## [Exercise a]
In the listing, from its start through the line containing "positive clicks: (371, 183)", swap "rough mask" for "coarse mask" and write those lines out again with nothing else changed.

## [Excerpt to read]

=== Section Start ===

In May 2013, the Company entered into a new lease agreement for office space in Houston, Texas. In October, the Company mutually agreed with the developer to cancel the lease agreement.

We had no other material changes in our contractual commitments and obligations from December 31, 2012 amounts referenced under “Contractual Commitments and Obligations” in Management's Discussion and Analysis in our Annual Report on Form 10-K for the period ending December 31, 2012.



27

Table of Contents

Critical Accounting Policies and New Accounting Pronouncements

Property and Equipment. We follow the “full-cost” method of accounting for oil and natural gas property and equipment costs. Under this method of accounting, all productive and nonproductive costs incurred in the exploration, development, and acquisition of oil and natural gas reserves are capitalized including internal costs incurred that are directly related to these activities and which are not related to production, general corporate overhead, or similar activities. Future development costs are estimated property-by-property based on current economic conditions and are amortized to expense as our capitalized oil and natural gas property costs are amortized. We compute the provision for depreciation, depletion, and amortization (“DD&A”) of oil and natural gas properties using the unit-of-production method.

=== Section End ===

## [Supplied data]
=== Section Start ===

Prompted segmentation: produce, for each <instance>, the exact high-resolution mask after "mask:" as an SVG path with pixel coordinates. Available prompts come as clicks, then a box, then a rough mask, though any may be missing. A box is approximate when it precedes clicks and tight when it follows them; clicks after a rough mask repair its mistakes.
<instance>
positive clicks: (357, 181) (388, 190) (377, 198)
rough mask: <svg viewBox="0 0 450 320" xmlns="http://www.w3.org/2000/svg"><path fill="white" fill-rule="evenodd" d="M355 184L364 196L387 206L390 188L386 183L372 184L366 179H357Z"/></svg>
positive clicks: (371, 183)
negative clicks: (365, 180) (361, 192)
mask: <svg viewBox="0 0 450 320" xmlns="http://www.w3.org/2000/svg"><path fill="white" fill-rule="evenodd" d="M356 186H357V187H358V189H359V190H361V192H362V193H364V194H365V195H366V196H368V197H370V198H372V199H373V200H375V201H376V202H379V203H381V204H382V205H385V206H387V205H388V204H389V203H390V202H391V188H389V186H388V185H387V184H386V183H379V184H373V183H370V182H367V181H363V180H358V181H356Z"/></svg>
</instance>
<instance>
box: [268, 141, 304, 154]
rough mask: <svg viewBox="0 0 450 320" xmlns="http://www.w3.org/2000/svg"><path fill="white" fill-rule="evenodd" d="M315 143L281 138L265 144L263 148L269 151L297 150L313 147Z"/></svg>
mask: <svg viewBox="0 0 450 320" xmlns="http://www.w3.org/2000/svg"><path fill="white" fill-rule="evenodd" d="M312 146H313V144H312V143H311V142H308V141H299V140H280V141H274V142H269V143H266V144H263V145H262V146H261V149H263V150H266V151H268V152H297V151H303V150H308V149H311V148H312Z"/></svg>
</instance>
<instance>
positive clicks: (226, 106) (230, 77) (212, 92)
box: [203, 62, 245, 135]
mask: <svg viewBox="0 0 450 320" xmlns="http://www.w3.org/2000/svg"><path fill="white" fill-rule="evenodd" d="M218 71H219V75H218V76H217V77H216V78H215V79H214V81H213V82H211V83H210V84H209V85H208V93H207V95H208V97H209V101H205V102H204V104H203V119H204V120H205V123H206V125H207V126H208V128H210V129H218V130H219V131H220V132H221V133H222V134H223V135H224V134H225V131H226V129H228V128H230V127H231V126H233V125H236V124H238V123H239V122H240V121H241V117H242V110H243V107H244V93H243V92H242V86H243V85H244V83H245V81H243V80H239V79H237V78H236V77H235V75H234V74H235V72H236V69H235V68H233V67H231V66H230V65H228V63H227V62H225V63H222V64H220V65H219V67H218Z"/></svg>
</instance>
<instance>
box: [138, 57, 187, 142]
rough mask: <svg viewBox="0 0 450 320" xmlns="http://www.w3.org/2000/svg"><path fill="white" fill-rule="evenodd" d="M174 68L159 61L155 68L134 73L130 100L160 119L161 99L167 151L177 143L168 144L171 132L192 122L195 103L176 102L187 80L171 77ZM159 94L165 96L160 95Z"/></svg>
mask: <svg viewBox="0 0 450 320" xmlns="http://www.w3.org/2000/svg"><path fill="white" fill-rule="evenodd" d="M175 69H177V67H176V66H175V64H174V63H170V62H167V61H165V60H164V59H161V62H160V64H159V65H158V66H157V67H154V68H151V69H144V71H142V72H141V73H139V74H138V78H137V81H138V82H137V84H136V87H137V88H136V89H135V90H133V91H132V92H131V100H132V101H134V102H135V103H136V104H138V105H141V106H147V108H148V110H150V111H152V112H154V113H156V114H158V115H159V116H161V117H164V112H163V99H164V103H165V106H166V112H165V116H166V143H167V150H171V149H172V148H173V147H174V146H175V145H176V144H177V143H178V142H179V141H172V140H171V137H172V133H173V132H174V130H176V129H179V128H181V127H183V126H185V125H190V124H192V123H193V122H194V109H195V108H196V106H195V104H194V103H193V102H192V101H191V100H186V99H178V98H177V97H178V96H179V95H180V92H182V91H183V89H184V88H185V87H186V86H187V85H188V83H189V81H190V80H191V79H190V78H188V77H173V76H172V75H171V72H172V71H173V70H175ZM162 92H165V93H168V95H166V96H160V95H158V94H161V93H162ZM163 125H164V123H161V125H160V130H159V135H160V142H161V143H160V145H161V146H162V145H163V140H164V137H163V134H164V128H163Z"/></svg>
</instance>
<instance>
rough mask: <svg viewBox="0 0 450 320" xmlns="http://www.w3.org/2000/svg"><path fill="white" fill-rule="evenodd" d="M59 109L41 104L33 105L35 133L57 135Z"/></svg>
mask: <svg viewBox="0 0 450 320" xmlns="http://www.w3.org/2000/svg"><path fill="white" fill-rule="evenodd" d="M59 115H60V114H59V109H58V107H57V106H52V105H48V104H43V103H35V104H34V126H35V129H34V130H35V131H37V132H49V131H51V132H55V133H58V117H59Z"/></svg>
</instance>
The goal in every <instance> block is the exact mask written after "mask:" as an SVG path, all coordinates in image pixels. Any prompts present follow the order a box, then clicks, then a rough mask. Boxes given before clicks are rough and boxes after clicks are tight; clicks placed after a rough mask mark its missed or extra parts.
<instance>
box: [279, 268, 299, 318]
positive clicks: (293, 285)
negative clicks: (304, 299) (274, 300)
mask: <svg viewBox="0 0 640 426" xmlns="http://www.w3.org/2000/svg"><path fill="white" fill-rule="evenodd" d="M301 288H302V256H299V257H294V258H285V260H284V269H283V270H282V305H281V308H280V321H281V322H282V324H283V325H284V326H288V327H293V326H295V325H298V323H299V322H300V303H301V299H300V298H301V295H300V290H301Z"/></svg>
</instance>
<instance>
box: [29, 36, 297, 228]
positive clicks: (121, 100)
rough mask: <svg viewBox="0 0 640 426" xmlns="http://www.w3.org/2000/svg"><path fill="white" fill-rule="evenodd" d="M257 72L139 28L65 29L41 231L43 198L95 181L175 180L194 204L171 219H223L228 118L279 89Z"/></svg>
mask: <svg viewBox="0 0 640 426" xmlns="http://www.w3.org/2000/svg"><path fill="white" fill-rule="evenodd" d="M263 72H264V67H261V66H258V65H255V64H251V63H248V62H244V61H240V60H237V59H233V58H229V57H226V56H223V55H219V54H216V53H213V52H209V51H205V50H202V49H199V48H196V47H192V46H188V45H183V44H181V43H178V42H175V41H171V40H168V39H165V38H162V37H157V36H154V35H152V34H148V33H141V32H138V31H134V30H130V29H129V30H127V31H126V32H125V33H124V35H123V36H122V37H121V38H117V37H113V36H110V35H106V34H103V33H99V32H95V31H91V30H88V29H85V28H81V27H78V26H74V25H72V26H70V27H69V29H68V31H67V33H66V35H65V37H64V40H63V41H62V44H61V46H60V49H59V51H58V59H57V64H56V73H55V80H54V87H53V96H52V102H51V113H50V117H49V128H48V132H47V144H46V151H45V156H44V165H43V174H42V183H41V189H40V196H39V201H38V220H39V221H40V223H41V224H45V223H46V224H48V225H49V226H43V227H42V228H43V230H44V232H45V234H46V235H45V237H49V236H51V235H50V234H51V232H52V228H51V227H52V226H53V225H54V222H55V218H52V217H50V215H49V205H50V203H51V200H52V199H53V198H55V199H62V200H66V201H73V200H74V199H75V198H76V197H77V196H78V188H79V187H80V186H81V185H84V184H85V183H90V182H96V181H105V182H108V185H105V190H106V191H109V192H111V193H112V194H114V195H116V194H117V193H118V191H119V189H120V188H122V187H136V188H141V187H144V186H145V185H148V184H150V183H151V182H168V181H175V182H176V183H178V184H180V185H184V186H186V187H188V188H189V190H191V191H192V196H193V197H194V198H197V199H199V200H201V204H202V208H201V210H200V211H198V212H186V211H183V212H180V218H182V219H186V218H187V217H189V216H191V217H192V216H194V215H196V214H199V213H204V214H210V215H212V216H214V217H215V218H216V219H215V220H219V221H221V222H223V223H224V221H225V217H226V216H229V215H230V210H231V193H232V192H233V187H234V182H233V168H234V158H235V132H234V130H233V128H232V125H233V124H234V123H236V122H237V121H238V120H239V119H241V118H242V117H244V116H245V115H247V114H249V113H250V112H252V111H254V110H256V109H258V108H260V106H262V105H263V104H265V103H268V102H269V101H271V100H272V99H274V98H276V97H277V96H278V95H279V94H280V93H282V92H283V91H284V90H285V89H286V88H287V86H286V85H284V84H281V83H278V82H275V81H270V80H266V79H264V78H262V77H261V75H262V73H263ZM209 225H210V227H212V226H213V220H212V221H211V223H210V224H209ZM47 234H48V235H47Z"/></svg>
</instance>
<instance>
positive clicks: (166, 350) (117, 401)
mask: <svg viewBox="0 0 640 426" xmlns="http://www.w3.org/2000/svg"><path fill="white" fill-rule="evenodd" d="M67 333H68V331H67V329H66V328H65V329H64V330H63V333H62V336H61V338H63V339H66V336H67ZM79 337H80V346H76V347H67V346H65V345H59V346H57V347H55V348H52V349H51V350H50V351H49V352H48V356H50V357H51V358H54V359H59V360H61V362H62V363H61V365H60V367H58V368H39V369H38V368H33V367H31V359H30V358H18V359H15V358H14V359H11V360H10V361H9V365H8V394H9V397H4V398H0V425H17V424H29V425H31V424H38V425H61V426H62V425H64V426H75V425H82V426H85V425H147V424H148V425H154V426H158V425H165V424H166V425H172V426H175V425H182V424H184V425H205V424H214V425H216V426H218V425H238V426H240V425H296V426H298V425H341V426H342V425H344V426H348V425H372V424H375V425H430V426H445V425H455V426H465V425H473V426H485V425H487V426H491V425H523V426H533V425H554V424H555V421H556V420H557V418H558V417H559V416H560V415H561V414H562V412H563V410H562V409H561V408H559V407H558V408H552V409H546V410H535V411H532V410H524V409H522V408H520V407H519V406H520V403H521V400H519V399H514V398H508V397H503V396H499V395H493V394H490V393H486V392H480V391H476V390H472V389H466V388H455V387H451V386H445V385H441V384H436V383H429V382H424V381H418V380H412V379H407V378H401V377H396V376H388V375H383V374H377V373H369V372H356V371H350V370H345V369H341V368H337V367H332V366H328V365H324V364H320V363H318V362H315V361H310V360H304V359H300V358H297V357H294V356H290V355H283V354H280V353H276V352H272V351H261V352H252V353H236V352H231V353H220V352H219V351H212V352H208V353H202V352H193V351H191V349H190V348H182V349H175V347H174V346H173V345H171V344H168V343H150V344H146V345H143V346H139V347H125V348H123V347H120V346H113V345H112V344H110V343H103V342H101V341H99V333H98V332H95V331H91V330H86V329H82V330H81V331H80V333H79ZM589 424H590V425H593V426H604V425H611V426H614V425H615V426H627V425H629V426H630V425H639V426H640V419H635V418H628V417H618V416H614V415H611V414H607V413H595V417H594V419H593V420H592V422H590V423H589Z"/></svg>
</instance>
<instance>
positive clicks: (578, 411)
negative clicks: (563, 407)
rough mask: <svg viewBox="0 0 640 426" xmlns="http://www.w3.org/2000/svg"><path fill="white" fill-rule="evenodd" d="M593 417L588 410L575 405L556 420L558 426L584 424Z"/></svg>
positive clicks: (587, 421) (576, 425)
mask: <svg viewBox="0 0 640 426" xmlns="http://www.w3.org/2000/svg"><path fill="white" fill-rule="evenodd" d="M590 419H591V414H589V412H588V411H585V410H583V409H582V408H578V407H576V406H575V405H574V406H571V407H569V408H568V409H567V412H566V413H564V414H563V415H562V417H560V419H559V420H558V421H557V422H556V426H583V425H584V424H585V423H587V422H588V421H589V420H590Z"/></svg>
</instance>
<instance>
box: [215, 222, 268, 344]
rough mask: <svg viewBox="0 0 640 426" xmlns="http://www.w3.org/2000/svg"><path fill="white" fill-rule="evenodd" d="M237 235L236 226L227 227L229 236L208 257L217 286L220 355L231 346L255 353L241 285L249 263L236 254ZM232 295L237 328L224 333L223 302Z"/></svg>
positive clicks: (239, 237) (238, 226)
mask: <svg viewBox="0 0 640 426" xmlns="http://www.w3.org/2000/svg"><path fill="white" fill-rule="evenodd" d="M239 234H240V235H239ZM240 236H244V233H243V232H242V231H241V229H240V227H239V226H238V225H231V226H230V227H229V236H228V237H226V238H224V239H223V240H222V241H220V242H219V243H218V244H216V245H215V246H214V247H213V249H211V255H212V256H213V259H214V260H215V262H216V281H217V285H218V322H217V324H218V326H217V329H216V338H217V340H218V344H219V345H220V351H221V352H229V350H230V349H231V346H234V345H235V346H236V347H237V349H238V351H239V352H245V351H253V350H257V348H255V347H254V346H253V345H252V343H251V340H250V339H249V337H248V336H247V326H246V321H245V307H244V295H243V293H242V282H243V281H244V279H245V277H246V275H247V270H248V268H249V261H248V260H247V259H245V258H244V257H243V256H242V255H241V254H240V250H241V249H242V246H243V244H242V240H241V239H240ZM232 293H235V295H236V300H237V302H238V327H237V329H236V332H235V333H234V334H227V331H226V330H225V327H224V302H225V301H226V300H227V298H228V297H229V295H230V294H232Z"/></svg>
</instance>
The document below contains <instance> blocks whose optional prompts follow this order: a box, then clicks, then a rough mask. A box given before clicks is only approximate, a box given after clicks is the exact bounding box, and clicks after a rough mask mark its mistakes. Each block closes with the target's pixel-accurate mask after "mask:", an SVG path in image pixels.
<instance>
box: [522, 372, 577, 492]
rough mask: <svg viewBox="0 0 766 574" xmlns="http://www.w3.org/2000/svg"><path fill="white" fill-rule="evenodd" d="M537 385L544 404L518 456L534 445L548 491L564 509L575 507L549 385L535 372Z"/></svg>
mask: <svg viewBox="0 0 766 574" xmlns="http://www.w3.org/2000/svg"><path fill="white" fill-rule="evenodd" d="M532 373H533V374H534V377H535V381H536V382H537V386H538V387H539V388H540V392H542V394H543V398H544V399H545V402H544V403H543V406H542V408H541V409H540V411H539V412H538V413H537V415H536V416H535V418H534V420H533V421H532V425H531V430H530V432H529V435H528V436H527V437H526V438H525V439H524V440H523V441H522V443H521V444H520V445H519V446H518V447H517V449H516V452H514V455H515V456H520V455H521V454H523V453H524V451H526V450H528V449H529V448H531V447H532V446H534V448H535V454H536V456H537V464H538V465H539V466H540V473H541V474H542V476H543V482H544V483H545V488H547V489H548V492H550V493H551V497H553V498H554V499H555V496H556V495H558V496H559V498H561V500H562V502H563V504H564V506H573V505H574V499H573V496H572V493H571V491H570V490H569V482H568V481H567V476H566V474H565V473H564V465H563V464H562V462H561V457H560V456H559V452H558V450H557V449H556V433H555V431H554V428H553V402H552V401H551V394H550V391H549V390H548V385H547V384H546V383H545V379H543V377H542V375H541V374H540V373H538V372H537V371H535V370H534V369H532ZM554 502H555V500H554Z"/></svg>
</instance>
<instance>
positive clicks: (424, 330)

=== Section End ===

## [Exercise b]
Extend the passage on the company's lease and accounting policies by writing what comes next.

## [Expected answer a]
Prompted segmentation: produce, for each <instance>, the exact high-resolution mask after "mask:" as an SVG path with pixel coordinates. Available prompts come as clicks, then a box, then a coarse mask, though any may be missing. A box is approximate when it precedes clicks and tight when it follows them; clicks after a coarse mask repair its mistakes.
<instance>
positive clicks: (357, 181) (388, 190) (377, 198)
coarse mask: <svg viewBox="0 0 450 320" xmlns="http://www.w3.org/2000/svg"><path fill="white" fill-rule="evenodd" d="M355 184L364 196L387 206L390 188L386 183L372 184L366 179H357Z"/></svg>
positive clicks: (371, 183)

## [Expected answer b]
The costs of unproved properties not being amortized are assessed quarterly, on a property-by-property basis, to determine whether such properties have been impaired. In determining whether such costs should be impaired, we evaluate current drilling results, lease expiration dates, current oil and gas industry conditions, international economic conditions, capital availability, and available geological and geophysical information. As these factors may change from period to period, our evaluation of these factors will change. Any impairment assessed is added to the cost of proved properties being amortized.

The calculation of the provision for DD&A requires us to use estimates related to quantities of proved oil and natural gas reserves and estimates of unproved properties. For both reserves estimates (see discussion below) and the impairment of unproved properties (see discussion above), these processes are subjective, and results may change over time based on current information and industry conditions. We believe our estimates and assumptions are reasonable; however, such estimates and assumptions are subject to a number of risks and uncertainties that may cause actual results to differ materially from such estimates.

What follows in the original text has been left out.